Instruction: Find each line in the items below that contains the word "reddish" and copy those lines in full.

Supplied data:
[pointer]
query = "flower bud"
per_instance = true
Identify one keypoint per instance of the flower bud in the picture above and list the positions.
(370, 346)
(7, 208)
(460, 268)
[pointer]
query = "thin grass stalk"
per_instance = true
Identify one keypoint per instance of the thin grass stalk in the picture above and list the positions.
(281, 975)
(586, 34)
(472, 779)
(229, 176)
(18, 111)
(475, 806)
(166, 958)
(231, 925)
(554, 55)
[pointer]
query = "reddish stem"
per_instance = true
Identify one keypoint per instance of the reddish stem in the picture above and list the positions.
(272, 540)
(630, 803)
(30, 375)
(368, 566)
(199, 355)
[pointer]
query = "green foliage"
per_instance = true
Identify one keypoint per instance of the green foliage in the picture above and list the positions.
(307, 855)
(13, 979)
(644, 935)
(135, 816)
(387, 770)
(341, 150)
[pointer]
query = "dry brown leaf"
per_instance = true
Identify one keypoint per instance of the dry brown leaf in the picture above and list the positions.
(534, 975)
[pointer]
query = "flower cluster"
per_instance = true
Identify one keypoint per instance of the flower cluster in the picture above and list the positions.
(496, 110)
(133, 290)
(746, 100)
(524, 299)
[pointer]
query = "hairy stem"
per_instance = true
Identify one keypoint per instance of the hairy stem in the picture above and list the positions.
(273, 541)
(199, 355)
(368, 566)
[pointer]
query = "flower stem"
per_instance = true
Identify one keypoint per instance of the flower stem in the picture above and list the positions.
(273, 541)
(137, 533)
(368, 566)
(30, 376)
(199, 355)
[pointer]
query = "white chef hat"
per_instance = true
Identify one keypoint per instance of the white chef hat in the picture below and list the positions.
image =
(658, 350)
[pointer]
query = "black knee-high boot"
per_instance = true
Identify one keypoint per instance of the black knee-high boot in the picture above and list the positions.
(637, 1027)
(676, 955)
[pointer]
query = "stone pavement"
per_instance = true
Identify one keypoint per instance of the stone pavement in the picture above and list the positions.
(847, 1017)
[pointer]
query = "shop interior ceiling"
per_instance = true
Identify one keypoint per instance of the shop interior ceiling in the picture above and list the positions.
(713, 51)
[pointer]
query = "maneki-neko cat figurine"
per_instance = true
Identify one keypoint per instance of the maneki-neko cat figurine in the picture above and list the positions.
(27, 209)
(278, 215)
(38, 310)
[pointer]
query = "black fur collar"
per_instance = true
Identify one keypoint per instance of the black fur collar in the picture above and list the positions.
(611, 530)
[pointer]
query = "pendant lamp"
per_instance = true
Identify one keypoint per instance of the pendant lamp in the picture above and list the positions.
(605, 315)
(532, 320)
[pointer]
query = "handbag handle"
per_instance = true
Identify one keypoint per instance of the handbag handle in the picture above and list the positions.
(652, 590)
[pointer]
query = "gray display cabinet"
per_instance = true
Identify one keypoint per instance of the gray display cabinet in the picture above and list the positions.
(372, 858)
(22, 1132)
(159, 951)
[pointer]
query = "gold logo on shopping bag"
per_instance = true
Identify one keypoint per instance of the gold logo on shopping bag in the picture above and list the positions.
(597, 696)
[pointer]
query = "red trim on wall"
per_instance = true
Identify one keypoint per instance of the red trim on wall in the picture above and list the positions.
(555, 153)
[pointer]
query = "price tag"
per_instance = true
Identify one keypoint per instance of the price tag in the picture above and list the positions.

Correct response:
query = "reddish stem"
Identify one keypoint per instance of the reddish stem in the picture above and list the positions.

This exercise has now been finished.